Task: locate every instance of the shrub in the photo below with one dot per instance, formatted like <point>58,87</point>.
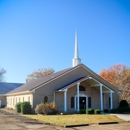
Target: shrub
<point>82,111</point>
<point>97,111</point>
<point>2,106</point>
<point>121,110</point>
<point>18,107</point>
<point>106,110</point>
<point>89,111</point>
<point>123,103</point>
<point>26,108</point>
<point>47,108</point>
<point>113,110</point>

========

Word-for-word output of the material above is needed, with the pictures left out.

Task: locate every instance of the shrub in the photo below with one dot per instance, formatted like <point>58,87</point>.
Target: shrub
<point>82,111</point>
<point>97,111</point>
<point>2,106</point>
<point>121,110</point>
<point>18,107</point>
<point>106,110</point>
<point>89,111</point>
<point>123,103</point>
<point>26,108</point>
<point>47,108</point>
<point>113,110</point>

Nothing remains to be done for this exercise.